[Segmentation mask data]
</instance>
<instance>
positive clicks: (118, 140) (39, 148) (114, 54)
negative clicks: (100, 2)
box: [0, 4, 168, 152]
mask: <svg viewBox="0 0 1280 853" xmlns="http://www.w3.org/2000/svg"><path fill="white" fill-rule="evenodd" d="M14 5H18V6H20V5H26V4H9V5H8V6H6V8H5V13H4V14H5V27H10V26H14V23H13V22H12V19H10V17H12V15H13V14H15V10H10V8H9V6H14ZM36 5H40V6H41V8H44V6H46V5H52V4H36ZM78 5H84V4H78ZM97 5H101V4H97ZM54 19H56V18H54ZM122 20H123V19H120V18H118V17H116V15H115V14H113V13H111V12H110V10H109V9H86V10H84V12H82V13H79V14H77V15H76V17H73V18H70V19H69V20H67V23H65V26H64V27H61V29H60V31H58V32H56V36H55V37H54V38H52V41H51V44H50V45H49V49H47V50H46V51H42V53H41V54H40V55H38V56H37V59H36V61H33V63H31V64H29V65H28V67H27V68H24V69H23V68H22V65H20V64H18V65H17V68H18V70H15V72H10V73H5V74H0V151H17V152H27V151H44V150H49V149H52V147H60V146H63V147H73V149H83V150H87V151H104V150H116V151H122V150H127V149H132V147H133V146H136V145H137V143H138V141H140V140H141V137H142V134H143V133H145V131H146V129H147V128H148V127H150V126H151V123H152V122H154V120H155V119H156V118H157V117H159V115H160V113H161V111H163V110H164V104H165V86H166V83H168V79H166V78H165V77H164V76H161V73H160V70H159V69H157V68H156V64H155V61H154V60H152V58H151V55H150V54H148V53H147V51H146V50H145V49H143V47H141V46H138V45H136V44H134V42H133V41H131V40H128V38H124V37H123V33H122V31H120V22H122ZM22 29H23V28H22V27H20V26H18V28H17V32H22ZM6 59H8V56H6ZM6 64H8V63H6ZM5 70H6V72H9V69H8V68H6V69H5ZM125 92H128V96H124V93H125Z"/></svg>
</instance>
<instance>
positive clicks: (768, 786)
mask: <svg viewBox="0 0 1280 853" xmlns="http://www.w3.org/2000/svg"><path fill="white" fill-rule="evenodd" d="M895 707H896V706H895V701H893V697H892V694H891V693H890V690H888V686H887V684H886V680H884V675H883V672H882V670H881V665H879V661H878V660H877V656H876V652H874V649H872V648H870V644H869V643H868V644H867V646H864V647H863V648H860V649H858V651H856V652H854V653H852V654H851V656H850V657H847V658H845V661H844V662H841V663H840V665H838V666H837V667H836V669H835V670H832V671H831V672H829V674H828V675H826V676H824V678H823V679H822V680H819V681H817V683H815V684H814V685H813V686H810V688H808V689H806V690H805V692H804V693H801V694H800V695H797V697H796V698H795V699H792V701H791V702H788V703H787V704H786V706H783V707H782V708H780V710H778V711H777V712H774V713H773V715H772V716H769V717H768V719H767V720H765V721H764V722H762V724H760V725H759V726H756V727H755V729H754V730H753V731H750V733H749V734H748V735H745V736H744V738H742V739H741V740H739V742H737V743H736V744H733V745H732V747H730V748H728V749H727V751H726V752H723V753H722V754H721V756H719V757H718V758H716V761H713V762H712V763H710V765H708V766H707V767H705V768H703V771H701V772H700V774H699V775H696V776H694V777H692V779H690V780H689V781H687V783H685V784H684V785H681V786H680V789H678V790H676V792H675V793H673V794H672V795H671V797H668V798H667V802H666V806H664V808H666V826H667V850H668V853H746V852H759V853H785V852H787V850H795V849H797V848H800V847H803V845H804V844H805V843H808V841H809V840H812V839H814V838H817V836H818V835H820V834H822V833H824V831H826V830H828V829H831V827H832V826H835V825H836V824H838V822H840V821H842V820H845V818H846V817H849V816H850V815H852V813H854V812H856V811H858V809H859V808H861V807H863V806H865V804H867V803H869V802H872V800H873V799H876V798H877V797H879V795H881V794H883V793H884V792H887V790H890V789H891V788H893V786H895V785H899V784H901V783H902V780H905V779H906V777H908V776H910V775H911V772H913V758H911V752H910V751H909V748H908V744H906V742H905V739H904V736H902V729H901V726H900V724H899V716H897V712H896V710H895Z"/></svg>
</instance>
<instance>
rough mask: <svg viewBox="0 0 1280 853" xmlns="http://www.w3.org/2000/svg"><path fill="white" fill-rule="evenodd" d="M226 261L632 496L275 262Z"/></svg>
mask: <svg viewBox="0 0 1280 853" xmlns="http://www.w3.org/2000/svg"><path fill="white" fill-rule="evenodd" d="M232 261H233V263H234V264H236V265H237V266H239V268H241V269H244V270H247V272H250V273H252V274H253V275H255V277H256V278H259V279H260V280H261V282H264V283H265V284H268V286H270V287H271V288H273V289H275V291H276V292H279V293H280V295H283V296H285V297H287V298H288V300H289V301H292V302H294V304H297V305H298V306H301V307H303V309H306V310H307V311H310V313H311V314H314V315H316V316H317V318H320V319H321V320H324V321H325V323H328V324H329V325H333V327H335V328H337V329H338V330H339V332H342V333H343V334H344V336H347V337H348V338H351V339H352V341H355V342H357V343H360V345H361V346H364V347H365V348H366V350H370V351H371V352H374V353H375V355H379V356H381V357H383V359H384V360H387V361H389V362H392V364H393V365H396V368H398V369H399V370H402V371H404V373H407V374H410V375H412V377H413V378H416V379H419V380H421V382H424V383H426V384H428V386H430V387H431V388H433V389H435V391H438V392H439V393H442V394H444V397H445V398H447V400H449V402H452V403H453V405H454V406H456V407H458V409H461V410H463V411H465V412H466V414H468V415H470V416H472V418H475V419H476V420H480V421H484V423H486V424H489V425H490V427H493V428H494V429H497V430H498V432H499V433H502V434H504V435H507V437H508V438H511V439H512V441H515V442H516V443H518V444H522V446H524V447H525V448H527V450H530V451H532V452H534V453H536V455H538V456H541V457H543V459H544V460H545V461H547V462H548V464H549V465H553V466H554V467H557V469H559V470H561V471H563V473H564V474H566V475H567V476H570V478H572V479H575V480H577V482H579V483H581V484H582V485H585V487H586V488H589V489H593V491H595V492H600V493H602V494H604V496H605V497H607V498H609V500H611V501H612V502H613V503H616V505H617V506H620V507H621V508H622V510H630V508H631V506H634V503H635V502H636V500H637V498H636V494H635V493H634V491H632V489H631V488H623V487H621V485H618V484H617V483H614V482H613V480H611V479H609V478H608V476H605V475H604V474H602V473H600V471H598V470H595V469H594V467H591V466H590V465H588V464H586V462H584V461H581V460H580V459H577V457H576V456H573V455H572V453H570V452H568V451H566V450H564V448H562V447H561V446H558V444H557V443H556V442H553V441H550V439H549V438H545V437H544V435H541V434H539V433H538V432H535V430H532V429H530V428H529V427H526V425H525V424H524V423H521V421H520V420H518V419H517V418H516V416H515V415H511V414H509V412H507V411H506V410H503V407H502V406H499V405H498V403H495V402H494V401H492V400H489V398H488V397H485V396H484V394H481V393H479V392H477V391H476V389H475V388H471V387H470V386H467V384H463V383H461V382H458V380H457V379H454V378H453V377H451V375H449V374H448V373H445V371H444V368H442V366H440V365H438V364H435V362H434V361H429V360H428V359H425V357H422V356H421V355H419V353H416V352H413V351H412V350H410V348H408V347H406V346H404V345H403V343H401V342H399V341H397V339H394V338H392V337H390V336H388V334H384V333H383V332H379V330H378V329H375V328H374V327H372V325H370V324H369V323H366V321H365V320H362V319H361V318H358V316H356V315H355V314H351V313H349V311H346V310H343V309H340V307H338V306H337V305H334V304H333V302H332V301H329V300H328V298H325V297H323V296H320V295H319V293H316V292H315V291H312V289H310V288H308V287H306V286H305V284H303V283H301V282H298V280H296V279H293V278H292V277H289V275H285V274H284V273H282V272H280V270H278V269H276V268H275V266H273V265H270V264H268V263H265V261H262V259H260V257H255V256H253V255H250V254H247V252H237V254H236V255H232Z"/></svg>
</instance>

**PROBLEM DETAILS**
Using the data above, restate word for word the lines from its opening line through the line that contains "negative clicks: (100, 2)", and no more.

**WORKED SOLUTION**
</instance>
<instance>
positive clicks: (118, 140) (39, 148) (114, 54)
negative clicks: (100, 2)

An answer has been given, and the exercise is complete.